STATED PROBLEM —
Rewrite the lines starting with the one that has "find the city" and stopping after the one that has "[0,55,548,366]". Keep the requests as they are, and in the answers multiply every coordinate by 1.1, rounding to whole numbers with halves going up.

RECORDS FOR THIS EXERCISE —
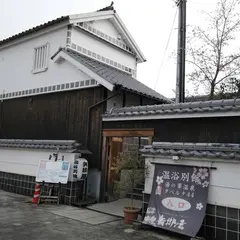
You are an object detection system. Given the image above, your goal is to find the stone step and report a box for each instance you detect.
[136,183,144,190]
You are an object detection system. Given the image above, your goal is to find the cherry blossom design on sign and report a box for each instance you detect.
[144,164,211,237]
[147,207,156,214]
[191,168,209,185]
[157,214,186,230]
[202,181,209,188]
[155,176,163,196]
[196,203,203,211]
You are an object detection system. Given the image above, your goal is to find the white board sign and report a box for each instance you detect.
[36,160,70,184]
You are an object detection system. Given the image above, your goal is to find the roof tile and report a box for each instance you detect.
[141,142,240,160]
[63,49,171,103]
[104,96,240,118]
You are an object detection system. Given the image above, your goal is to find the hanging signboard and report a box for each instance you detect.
[143,164,210,237]
[36,160,70,184]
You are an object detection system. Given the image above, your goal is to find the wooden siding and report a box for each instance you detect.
[0,87,106,168]
[103,117,240,143]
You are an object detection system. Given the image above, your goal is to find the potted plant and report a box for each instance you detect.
[115,150,145,224]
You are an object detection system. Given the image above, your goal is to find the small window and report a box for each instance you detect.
[33,43,49,73]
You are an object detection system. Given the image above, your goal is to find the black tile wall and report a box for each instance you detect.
[0,171,83,204]
[143,194,240,240]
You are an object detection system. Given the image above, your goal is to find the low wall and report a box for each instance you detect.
[0,148,83,204]
[0,148,76,176]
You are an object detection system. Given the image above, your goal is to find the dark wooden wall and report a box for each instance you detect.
[0,87,106,168]
[103,117,240,143]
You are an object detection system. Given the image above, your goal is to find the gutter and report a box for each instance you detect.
[86,88,121,148]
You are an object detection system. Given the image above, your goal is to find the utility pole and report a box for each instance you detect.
[175,0,187,103]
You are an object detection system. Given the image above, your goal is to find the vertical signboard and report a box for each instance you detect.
[143,164,210,237]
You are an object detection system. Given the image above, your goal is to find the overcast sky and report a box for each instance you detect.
[0,0,217,97]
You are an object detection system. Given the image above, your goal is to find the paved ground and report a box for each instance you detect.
[0,191,161,240]
[88,198,142,217]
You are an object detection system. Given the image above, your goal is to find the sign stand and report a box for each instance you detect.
[38,181,61,205]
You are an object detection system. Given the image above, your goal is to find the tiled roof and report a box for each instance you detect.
[0,16,69,46]
[104,99,240,119]
[63,49,171,103]
[0,139,90,154]
[141,142,240,160]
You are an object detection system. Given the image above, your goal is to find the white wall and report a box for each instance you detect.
[71,28,136,70]
[0,149,76,180]
[0,27,90,94]
[144,156,240,208]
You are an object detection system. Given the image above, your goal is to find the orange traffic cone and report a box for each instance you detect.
[32,183,40,204]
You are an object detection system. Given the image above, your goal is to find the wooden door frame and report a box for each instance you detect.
[100,128,154,202]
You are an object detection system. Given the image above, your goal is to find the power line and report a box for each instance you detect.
[154,8,178,90]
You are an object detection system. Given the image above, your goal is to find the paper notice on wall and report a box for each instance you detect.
[36,160,70,184]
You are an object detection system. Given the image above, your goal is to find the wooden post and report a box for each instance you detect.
[100,137,108,202]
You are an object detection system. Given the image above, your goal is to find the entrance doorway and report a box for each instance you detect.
[100,129,154,201]
[108,137,123,201]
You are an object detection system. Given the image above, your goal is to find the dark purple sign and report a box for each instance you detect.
[143,164,210,237]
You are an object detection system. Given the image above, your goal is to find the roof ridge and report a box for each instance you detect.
[62,48,170,102]
[97,1,115,12]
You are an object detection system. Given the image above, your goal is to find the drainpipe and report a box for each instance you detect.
[86,88,120,147]
[84,87,121,200]
[0,90,5,138]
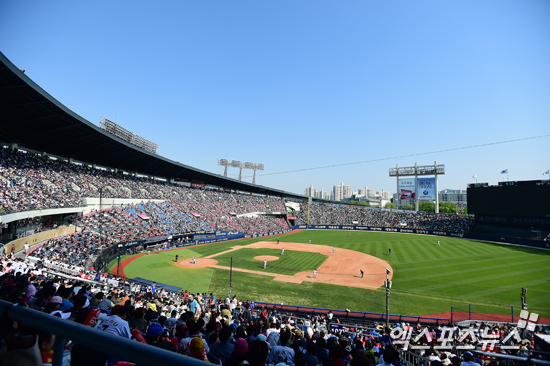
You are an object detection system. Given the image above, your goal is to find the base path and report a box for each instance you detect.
[176,258,218,268]
[207,241,393,289]
[423,311,550,324]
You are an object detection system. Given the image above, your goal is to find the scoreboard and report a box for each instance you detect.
[467,180,550,220]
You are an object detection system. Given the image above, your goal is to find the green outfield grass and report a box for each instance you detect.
[113,230,550,316]
[213,248,328,276]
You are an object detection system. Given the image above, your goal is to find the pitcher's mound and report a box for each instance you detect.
[254,255,279,262]
[176,258,218,268]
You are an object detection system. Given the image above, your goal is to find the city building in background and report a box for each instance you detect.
[332,182,351,201]
[439,189,468,207]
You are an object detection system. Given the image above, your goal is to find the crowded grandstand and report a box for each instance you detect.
[0,55,548,366]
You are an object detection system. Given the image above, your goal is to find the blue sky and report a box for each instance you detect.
[0,0,550,193]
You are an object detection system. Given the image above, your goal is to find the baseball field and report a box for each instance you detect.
[109,230,550,317]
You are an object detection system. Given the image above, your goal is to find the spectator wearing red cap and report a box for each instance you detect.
[224,338,248,366]
[99,306,132,339]
[44,296,63,314]
[145,322,178,352]
[208,326,233,363]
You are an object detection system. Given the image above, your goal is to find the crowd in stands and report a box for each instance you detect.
[75,207,166,242]
[0,148,82,215]
[296,202,474,232]
[30,231,115,268]
[0,147,284,218]
[0,259,548,366]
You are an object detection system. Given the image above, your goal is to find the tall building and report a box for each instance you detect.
[332,182,351,201]
[315,189,330,200]
[304,185,317,197]
[357,187,374,198]
[376,190,391,200]
[439,189,468,206]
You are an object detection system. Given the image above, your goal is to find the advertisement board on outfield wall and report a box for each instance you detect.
[417,178,435,201]
[399,178,416,200]
[292,225,550,249]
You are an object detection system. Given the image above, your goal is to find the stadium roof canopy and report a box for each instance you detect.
[0,53,304,198]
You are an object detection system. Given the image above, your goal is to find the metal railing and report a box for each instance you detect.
[0,300,210,366]
[397,348,550,366]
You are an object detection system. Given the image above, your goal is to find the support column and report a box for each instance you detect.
[434,161,439,213]
[414,163,418,211]
[396,164,401,209]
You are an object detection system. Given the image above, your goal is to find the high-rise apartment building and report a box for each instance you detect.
[332,182,351,201]
[304,185,317,197]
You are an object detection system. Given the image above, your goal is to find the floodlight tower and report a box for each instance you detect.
[229,160,243,180]
[244,162,264,184]
[218,159,229,177]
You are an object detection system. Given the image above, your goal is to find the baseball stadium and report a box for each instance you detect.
[0,45,550,366]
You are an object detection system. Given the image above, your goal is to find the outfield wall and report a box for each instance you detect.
[292,225,550,248]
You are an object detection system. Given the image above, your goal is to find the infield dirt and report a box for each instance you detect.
[176,241,393,289]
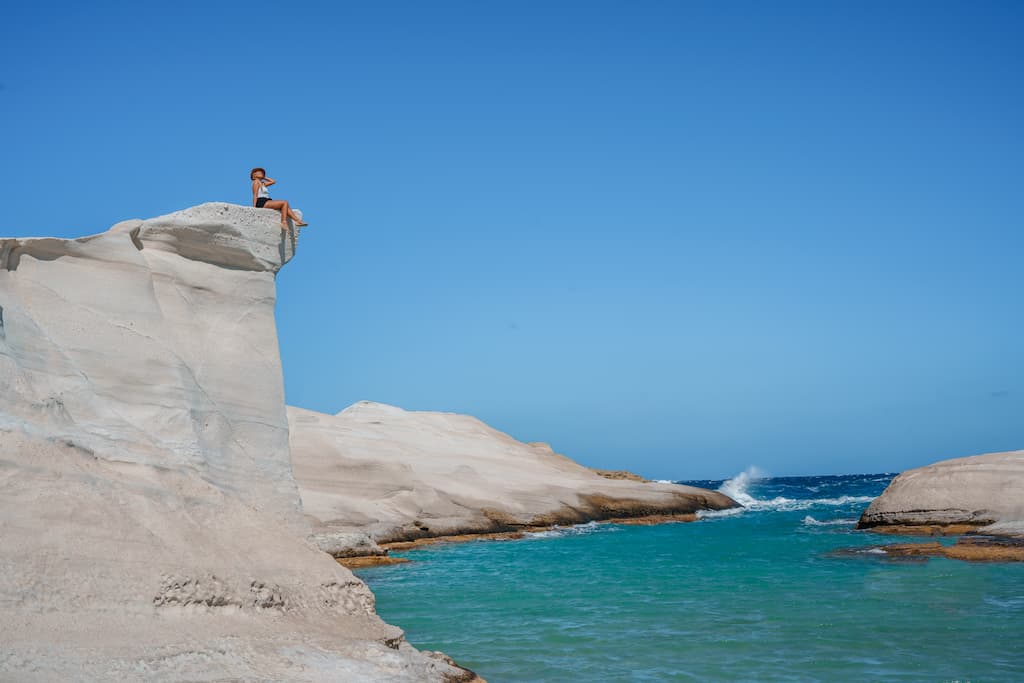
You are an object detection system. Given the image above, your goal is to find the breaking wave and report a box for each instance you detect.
[697,467,874,525]
[804,515,857,526]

TASK RESPONSE —
You are an object detection system. Given the image above, your goal is to find the city building in background and report a box for each instance you detect.
[365,200,386,221]
[483,208,515,228]
You are an object detection system. Given the image above, your goal is to find the crowded grandstand and report a box for each instance you detect.
[0,61,603,403]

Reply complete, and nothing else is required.